EXCERPT PROVIDED:
- Born: Janet Isobel Fish May 18, 1938 Boston, Massachusetts, U.S.
- Died: December 11, 2025 (aged 87) Wells, Vermont, U.S.
- Education: Smith College, The Skowhegan School of Art, Yale University School of Art and Architecture
- Known for: Still life paintings; art instructor at the School of Visual Arts, Parsons The New School for Design, Syracuse University, and the University of Chicago
- Movement: Realist

= Janet Fish =

American painter (1938–2025)

Black Bowl Red Scarf by Janet Fish

Janet Isobel Fish (May 18, 1938 – December 11, 2025) was an American contemporary realist artist. Through oil painting, lithography, and screenprinting, she explored the interaction of light with everyday objects in the still life genre. Many of her paintings include elements of transparency (plastic wrap, water), reflected light, and multiple overlapping patterns depicted in bold, high color values. She has been credited with revitalizing the still life genre.

==Early life and education==
Janet Isobel Fish was born on May 18, 1938, in Boston, Massachusetts, and was raised in Bermuda, where her family moved when she was ten years old. From a young age, she was surrounded by many artistic influences. Her father was professor of art history Peter Stuyvesant Fish and her mother was sculptor and potter Florence Whistler Voorhees. Her sister, Alida, is a photographer. Her grandfather, whose studio was in Bermuda, was American Impressionist painter Clark Voorhees. Her uncle, also named Clark Voorhees, was a wood carver and his wife, a painter.

Fish knew from a young age that she wanted to pursue the visual arts. She said, "I came from a family of artists, and I always made art and knew I wanted to be an artist." Fish was talented in ceramics and she initially intended to be a sculptor. As a teenager, Fish was an assistant in the studio of sculptor Byllee Lang.

Fish attended Smith College, in Northampton, Massachusetts, concentrating on sculpture and printmaking. She studied under George Cohn, Leonard Baskin, and Mervin Jules. She spent one of her summers studying at the Art Students League of New York and attended a painting class led by Stephen Greene. Fish received a Bachelor of Arts from Smith in 1960. This was followed by a summer residency at The Skowhegan School of Art in Skowhegan, Maine in 1961.

Fish enrolled at the Yale University School of Art and Architecture in New Haven, Connecticut, attending from 1960 to 1963. There she changed her focus from sculpture to painting. Her instructor for an introductory painting class was Alex Katz, who encouraged students to explore the shows in New York galleries which expanded Fish's knowledge of the art world. During that period, art schools tended to favor the teaching of Abstract Expressionism, influencing Fish's burgeoning artistic style. She soon developed her own direction noting that "Abstract Expressionism didn't mean anything to me. It was a set of rules."

STORED RECORDS:
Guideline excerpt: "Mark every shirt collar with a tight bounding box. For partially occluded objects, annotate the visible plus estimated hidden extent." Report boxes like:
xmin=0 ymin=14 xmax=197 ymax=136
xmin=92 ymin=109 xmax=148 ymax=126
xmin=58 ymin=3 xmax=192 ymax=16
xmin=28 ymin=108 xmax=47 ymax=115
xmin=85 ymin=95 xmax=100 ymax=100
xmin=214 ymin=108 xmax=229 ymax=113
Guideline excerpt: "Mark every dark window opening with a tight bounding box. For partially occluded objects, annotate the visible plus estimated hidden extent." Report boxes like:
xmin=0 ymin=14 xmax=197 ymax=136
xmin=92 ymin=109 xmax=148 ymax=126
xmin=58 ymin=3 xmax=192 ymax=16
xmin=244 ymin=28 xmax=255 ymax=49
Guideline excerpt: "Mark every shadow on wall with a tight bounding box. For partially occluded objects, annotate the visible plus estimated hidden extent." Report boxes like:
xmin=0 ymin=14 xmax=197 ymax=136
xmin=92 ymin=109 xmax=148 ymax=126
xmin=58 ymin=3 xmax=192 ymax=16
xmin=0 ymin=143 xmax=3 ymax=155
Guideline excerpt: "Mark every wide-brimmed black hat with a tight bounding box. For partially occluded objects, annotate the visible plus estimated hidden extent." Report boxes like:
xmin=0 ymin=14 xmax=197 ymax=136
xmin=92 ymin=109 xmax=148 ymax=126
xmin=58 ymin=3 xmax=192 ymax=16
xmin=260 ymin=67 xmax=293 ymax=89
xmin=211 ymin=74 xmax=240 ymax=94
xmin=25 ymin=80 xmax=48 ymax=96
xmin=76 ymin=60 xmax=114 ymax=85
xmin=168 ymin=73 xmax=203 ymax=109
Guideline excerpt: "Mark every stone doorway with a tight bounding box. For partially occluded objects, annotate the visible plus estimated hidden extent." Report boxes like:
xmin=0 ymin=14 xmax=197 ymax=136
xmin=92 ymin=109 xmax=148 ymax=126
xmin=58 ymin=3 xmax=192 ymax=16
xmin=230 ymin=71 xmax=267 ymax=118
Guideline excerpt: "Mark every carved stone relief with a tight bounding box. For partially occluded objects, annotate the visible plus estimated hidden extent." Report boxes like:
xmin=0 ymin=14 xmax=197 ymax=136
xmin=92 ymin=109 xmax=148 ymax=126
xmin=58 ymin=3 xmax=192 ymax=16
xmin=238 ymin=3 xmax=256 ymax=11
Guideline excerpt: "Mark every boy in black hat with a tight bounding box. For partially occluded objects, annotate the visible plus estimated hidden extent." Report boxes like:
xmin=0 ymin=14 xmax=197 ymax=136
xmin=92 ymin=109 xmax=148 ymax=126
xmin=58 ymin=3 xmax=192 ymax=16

WHAT YOU WILL DO:
1. From the Janet Fish biography, return everything from "Fish attended Smith" down to "Maine in 1961." without any changes.
2. In the Janet Fish biography, who taught the introductory painting class Fish took at Yale?
3. List every school that the Janet Fish biography names as a place where Fish worked as an art instructor.

RESPONSES BY TASK:
1.
Fish attended Smith College, in Northampton, Massachusetts, concentrating on sculpture and printmaking. She studied under George Cohn, Leonard Baskin, and Mervin Jules. She spent one of her summers studying at the Art Students League of New York and attended a painting class led by Stephen Greene. Fish received a Bachelor of Arts from Smith in 1960. This was followed by a summer residency at The Skowhegan School of Art in Skowhegan, Maine in 1961.

2. Alex Katz

3.
School of Visual Arts
Parsons The New School for Design
Syracuse University
University of Chicago